WHAT YOU HAVE TO DO: Continue the Cloughvalley Upper 1 excavation record below, starting after its last sentence.

EXCERPTED PASSAGE:
Content starts

2003:1485 - Cloughvalley Upper 1, Monaghan

NMI Burial Excavation Records

County: Monaghan Site name: Cloughvalley Upper 1

Sites and Monuments Record No.: N/A Licence number: 03E1255

Author: Fintan Walsh, Irish Archaeological Consultancy Ltd, 8 Dungar Terrace, Dún Laoghaire, Co. Dublin.

Site type: Early medieval, post-medieval

ITM: E 684211m, N 805105m

Latitude, Longitude (decimal degrees): 53.988333, -6.715914

A 1200m2 excavation in the townland of Cloughvalley Upper, c. 1km to the north of Carrickmacross, was funded by Monaghan County Council and the National Roads Authority in advance of the construction of the 8.137km N2 Carrickmacross-Aclint Road Realignment (main Chainage 9.863-18.320). The excavations were undertaken to ensure that all subsoil archaeological remains were preserved by record in advance of groundwork.

Content ends

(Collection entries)
Content starts

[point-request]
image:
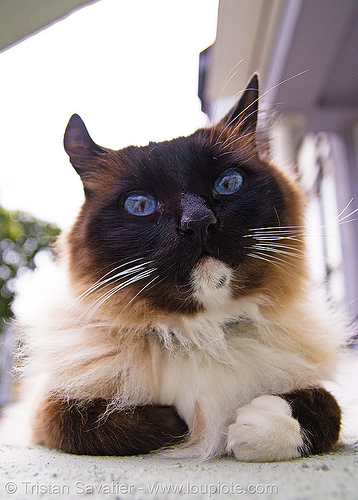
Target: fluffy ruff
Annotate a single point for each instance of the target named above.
(209, 366)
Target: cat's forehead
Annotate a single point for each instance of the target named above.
(180, 160)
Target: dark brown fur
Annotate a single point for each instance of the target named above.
(83, 429)
(319, 416)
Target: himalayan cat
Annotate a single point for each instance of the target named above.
(179, 315)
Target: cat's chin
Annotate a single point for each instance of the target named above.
(211, 280)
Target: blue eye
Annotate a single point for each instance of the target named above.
(140, 204)
(229, 182)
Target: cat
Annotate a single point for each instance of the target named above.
(180, 317)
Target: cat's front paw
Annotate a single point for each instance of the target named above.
(265, 430)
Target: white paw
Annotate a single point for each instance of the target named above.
(265, 431)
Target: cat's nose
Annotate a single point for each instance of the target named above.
(197, 220)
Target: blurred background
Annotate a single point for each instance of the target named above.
(144, 70)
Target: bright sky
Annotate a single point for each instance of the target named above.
(130, 69)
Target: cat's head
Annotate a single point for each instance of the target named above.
(180, 226)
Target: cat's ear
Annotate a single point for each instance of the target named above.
(80, 148)
(244, 113)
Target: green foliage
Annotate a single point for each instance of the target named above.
(21, 238)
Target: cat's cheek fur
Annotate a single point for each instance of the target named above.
(265, 431)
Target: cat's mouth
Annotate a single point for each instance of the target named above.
(211, 275)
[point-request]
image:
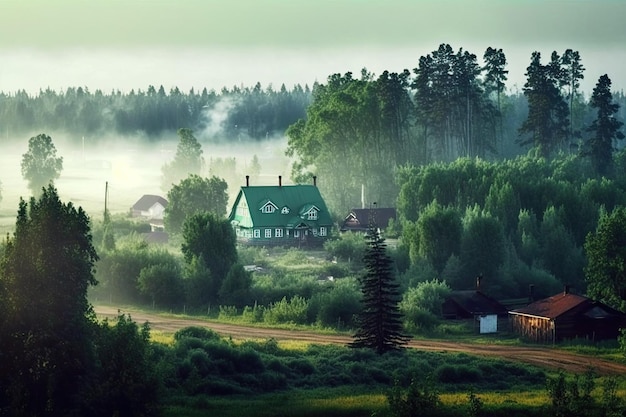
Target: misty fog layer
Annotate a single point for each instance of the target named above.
(131, 168)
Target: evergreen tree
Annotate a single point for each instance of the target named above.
(547, 122)
(380, 320)
(40, 165)
(606, 253)
(45, 322)
(606, 128)
(187, 161)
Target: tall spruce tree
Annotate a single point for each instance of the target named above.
(380, 320)
(605, 128)
(45, 318)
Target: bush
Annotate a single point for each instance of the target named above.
(197, 333)
(293, 310)
(350, 247)
(419, 399)
(338, 306)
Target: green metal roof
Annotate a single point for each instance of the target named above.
(293, 202)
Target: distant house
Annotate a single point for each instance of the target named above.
(475, 305)
(149, 207)
(358, 219)
(285, 215)
(566, 316)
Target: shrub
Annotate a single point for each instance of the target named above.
(197, 333)
(293, 310)
(227, 312)
(350, 247)
(419, 399)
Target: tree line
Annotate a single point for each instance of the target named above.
(358, 131)
(244, 113)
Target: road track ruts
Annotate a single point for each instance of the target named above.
(542, 356)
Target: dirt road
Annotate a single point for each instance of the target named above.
(546, 357)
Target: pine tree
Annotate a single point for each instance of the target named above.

Content ends

WRITTEN ANSWER:
The site comprised a number of inhumation burials and an isolated pit. The pit may date to the early medieval period and was located at the centre of the site, north of the main body of burials. It measured c. 2m north-south and 1m east-west. The pit contained distinctive layers of burning, deposits of charcoal-rich clays and fills containing animal bone. It is probable that this feature was used for cooking and was reused as a refuse pit. Two sherds of possible early medieval pottery were tentatively identified from a lower deposit.

The burials are most likely to date to the post-medieval period. Small private family burial plots were not uncommon in this period and, as this area does not seem to have any affiliation with church land, it seems that this may be the most likely option at this time.

The site comprised a total of around fourteen inhumation burials located in fourteen grave-cuts. The inclusion of a number of disarticulated bones in three of the graves (C43, C49 and C53) may account for a further three individuals. Most of the burials were supine, lying east-west, with the head to the west, and most appeared to have been wrapped in shrouds, judging by the burial posture. It was the case with many burials of that period that the remains were wrapped relatively tightly in the shroud. A fragment of shroud was tentatively identified associated with skeleton SK6 (grave C20, grave fill C19). Most of the remains were adult, but two were child burials (SK3) and (SK12).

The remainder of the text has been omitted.